» Records of labeled points:

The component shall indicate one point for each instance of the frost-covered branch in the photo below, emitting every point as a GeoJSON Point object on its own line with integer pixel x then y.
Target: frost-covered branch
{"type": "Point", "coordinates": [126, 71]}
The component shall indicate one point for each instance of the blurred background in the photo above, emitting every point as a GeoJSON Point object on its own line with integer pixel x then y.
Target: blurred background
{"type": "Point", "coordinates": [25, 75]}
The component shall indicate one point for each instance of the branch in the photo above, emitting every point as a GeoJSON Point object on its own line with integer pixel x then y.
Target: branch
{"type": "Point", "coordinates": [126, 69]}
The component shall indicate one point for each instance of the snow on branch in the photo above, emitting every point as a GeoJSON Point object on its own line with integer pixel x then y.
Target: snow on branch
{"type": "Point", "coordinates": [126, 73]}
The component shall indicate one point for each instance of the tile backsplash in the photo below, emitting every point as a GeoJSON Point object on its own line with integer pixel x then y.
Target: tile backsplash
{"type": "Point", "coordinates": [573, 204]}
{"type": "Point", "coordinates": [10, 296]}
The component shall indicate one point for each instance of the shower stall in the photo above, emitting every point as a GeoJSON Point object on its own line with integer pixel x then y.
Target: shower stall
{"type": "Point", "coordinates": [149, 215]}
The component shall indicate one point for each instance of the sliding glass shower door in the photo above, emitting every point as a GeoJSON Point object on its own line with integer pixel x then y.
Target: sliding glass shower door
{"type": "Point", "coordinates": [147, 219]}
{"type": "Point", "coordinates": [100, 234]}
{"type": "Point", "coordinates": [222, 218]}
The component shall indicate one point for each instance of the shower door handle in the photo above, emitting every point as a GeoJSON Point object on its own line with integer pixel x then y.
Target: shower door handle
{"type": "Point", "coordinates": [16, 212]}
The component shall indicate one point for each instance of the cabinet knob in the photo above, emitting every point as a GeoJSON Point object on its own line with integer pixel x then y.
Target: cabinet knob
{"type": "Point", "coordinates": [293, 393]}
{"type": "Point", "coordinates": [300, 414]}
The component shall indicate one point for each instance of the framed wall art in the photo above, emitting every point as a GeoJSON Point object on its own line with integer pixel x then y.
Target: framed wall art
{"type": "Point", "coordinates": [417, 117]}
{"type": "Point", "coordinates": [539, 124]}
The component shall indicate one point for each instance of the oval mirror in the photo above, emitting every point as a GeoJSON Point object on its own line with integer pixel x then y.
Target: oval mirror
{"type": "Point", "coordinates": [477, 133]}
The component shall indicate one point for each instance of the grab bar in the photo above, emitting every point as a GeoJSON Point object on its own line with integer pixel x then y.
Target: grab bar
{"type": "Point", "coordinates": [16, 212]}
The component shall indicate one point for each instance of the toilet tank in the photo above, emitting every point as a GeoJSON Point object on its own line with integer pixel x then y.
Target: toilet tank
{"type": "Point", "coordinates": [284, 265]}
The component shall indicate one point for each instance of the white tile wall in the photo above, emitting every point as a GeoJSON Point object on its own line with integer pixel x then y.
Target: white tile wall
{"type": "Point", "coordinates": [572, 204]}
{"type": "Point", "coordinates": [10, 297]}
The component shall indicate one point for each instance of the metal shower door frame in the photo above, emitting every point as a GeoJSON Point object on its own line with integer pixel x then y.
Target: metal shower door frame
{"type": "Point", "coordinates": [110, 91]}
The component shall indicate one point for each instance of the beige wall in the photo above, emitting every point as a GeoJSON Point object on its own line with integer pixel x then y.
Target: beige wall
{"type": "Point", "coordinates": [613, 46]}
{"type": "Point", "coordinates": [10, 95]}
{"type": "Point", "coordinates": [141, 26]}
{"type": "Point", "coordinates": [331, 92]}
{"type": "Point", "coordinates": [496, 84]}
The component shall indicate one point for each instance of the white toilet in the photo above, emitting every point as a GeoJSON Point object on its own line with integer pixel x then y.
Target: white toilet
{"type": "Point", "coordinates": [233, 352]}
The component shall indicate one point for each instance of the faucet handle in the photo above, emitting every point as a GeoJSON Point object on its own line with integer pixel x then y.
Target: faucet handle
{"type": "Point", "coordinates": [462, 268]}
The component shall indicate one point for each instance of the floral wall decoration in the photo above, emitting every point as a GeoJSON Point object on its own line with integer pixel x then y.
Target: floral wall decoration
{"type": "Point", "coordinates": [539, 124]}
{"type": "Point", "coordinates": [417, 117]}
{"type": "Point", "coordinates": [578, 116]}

» SHORT EXERCISE: Write out again, unchanged, every line from the line containing "of the faucet" to the final line of the material above.

» SOLUTION BELOW:
The component shall indicate one point for each instance of the faucet handle in the photo above, emitting every point as a GeoJSON Point object on its own line with integer pixel x then y.
Target: faucet handle
{"type": "Point", "coordinates": [462, 268]}
The component shall indicate one point for each instance of the floral wall decoration in the photo above, emitting every point as a GeoJSON Point object on its own line with integer pixel x then y.
Target: floral wall decoration
{"type": "Point", "coordinates": [539, 124]}
{"type": "Point", "coordinates": [417, 117]}
{"type": "Point", "coordinates": [578, 116]}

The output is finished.